> [REQUIREMENT] Transcribe the entire listing exactly.

EXERCISE MATERIAL Block Start

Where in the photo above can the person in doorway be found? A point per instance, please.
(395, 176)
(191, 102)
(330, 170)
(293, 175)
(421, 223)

EXERCISE MATERIAL Block End

> [ANSWER TO THIS PROBLEM]
Where in the photo above can the person in doorway be found? A point per instance, please.
(395, 176)
(191, 102)
(330, 170)
(293, 175)
(421, 223)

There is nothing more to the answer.